* [What the task requires]
Write out the listing below word for word, beginning at its first line and stopping after the line that contains "268 69 272 89".

A block of data:
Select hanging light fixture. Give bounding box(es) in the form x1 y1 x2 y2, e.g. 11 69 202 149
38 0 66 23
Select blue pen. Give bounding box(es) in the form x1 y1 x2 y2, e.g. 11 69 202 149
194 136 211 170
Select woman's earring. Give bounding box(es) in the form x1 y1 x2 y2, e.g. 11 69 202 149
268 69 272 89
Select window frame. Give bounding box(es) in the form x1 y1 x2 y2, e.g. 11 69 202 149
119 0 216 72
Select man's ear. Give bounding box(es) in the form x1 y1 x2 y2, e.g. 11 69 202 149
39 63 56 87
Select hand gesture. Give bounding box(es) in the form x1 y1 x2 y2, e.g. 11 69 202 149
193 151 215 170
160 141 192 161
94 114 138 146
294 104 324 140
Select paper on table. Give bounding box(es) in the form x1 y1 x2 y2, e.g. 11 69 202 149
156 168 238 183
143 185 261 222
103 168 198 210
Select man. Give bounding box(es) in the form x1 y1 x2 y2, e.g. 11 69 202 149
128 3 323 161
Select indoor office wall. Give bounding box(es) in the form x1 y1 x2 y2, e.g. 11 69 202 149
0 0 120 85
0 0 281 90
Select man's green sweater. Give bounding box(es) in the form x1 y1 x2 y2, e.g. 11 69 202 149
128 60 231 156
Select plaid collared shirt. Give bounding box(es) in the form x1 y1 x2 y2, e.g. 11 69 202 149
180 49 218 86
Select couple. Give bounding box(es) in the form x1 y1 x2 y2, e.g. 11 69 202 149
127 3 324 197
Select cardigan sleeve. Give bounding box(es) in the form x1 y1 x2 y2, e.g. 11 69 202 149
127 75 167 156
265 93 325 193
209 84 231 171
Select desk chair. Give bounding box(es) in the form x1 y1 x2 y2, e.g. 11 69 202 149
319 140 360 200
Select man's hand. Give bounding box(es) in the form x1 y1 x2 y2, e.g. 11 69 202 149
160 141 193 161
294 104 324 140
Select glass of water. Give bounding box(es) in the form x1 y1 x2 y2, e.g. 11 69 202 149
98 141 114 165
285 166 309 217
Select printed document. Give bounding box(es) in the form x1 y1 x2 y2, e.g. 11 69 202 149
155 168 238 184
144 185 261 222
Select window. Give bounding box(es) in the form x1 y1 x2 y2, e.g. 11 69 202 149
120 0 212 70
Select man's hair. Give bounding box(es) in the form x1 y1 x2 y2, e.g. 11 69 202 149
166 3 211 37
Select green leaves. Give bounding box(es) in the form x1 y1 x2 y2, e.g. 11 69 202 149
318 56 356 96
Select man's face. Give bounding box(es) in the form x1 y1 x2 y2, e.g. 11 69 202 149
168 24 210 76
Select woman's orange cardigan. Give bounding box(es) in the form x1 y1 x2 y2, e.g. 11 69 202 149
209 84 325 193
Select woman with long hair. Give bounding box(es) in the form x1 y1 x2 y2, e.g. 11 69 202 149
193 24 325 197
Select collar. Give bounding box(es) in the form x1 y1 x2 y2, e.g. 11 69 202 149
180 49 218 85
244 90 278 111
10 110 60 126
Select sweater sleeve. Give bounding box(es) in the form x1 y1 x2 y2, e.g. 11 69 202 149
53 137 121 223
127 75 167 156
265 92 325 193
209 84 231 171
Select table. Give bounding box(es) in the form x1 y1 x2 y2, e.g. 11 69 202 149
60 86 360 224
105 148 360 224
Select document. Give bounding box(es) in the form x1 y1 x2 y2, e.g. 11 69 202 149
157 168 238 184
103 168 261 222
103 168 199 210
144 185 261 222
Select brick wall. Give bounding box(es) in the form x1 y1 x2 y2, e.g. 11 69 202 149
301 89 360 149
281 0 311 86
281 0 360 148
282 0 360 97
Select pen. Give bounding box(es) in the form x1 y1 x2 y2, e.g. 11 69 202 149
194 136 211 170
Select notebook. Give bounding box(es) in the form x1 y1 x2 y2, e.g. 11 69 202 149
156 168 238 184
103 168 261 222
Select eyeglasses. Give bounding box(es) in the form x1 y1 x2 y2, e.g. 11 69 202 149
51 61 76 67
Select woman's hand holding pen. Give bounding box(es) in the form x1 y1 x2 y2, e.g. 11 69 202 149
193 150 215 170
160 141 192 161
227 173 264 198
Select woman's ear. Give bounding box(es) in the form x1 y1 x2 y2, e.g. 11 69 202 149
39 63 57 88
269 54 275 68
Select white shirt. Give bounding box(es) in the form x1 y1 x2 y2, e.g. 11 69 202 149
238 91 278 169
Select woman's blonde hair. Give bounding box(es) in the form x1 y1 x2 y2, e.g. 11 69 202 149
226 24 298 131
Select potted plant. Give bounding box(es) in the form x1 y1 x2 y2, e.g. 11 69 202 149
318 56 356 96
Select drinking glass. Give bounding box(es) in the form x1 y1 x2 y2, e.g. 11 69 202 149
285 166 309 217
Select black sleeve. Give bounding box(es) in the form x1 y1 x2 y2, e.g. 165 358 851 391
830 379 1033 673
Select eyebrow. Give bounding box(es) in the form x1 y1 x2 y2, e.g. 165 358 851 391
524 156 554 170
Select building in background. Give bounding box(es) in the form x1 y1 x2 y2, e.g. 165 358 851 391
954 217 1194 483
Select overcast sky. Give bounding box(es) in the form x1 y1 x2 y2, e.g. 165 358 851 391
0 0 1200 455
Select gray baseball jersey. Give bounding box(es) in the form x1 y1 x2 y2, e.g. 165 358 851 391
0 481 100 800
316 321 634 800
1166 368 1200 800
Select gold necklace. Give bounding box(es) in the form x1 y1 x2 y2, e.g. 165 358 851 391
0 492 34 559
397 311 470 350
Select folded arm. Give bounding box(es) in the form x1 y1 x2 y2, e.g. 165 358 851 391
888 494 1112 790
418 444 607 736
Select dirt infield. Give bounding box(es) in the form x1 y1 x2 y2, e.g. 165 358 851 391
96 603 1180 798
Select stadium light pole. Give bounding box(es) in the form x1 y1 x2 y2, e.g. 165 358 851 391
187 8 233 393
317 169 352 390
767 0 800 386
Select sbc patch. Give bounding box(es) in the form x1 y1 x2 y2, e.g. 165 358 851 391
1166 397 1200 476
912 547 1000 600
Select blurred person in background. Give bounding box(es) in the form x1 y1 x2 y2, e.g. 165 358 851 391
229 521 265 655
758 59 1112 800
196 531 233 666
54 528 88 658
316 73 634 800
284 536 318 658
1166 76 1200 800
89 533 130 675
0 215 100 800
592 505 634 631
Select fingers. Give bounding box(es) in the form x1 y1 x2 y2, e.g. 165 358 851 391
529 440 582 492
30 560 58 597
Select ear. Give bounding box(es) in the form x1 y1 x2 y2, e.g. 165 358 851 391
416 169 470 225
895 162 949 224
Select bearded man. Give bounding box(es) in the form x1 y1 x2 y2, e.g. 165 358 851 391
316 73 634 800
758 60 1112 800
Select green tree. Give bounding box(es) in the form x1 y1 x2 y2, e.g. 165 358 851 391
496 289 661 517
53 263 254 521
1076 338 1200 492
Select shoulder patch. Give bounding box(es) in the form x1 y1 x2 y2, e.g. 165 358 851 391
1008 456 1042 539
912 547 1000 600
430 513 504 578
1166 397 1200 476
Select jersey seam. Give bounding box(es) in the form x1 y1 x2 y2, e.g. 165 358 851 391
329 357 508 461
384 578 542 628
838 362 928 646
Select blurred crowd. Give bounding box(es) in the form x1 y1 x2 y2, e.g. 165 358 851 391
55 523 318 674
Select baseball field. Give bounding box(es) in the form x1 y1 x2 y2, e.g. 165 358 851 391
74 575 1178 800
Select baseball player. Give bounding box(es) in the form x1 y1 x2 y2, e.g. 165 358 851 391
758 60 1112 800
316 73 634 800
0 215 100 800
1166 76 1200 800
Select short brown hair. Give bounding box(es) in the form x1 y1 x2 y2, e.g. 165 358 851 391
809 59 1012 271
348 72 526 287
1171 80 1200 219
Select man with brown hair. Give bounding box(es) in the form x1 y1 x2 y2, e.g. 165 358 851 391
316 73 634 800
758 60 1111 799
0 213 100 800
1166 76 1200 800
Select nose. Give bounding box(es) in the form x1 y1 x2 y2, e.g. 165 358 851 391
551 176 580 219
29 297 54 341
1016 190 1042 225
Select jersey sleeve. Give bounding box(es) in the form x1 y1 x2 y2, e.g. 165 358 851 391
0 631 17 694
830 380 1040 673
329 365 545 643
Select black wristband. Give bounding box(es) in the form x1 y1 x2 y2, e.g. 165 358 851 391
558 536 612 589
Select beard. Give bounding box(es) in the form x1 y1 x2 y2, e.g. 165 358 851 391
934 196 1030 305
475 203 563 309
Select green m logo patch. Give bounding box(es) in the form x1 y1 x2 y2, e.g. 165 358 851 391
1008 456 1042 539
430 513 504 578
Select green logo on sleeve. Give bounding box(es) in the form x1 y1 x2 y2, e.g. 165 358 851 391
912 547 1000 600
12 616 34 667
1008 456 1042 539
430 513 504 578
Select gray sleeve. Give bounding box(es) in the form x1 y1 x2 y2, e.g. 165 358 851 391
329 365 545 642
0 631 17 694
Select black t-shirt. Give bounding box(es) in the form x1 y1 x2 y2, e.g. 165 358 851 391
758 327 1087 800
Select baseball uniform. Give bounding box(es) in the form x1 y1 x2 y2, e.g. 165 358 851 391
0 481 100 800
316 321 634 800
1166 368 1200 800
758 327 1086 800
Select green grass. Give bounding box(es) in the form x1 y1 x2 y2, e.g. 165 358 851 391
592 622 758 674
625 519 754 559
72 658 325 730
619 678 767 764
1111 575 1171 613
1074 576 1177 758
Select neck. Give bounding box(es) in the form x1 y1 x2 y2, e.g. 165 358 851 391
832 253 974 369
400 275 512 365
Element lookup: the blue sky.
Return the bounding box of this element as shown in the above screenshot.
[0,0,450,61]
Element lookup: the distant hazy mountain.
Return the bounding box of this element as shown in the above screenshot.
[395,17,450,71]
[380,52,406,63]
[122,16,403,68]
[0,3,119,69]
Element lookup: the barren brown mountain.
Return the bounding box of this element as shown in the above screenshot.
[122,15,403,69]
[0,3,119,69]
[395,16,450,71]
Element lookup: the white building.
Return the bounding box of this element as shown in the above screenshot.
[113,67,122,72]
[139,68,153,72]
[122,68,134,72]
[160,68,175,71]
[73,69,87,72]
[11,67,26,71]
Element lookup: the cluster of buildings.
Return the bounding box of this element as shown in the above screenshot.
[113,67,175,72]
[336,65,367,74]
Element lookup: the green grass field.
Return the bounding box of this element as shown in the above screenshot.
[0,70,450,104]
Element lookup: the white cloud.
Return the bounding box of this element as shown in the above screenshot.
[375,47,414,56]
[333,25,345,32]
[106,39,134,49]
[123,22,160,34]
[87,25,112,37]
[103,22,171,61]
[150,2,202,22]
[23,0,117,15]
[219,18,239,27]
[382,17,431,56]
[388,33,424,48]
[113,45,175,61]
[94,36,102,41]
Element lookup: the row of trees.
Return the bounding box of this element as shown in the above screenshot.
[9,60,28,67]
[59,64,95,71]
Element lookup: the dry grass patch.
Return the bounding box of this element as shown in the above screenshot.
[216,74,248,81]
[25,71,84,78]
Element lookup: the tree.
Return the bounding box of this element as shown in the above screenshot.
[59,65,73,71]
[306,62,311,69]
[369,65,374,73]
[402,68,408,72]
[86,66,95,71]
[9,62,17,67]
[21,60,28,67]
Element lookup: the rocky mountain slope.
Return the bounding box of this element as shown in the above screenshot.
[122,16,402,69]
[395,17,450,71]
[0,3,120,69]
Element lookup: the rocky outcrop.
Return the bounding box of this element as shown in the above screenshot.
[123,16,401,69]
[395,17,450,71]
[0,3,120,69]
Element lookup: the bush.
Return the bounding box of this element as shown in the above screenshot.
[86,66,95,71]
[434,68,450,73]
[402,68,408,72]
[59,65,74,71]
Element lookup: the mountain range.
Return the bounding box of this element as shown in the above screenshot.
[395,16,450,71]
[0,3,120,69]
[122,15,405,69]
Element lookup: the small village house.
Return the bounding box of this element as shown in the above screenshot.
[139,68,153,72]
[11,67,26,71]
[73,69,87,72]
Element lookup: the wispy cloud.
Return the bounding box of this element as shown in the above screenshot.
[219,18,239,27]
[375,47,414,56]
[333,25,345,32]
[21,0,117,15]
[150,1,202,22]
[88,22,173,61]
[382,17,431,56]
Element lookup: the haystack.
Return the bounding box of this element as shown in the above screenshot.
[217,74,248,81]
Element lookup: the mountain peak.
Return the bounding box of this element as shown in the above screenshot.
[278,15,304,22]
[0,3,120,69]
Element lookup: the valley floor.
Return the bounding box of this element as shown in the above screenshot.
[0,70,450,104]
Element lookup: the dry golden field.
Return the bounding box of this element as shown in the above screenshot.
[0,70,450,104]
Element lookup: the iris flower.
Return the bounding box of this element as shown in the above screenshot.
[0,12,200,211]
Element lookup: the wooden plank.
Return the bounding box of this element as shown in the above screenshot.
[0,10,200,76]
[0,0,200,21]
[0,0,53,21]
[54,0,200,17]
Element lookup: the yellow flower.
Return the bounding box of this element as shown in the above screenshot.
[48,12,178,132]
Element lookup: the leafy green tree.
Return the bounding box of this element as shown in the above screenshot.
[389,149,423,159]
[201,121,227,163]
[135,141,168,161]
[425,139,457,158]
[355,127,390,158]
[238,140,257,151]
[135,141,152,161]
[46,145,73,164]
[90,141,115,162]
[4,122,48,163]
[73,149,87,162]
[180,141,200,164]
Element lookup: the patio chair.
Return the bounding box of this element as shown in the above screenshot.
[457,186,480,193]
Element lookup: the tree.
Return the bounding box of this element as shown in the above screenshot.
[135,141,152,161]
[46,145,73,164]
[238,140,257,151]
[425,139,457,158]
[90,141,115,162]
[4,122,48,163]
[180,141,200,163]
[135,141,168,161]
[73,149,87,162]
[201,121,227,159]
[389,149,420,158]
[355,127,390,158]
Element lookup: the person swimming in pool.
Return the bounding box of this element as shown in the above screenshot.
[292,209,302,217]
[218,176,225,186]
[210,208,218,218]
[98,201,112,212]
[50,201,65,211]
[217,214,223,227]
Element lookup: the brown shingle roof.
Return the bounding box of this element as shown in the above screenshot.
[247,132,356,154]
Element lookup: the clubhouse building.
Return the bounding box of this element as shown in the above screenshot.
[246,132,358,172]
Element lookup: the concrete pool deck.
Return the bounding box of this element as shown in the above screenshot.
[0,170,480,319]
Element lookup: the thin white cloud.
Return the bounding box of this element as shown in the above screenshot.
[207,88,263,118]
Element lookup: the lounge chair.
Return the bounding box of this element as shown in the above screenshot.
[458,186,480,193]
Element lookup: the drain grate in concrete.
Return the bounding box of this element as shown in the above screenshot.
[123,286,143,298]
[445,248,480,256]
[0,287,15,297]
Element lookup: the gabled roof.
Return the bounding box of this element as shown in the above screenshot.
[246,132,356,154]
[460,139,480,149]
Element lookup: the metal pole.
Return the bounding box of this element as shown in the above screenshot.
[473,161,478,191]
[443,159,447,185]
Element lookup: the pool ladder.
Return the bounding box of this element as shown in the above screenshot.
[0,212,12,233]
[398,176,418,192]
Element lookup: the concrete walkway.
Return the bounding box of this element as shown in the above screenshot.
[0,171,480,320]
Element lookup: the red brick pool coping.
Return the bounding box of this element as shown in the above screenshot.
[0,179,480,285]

* [Task solution]
Select hanging light fixture. Give bounding box(es) in the form x1 y1 x2 y2, e.g. 11 69 202 149
38 0 66 23
Select blue pen. Give bounding box(es) in the form x1 y1 x2 y2, e.g. 11 69 202 149
194 136 211 170
Select woman's earring. Give bounding box(es) in the form x1 y1 x2 y2, e.g. 11 69 202 149
268 69 272 89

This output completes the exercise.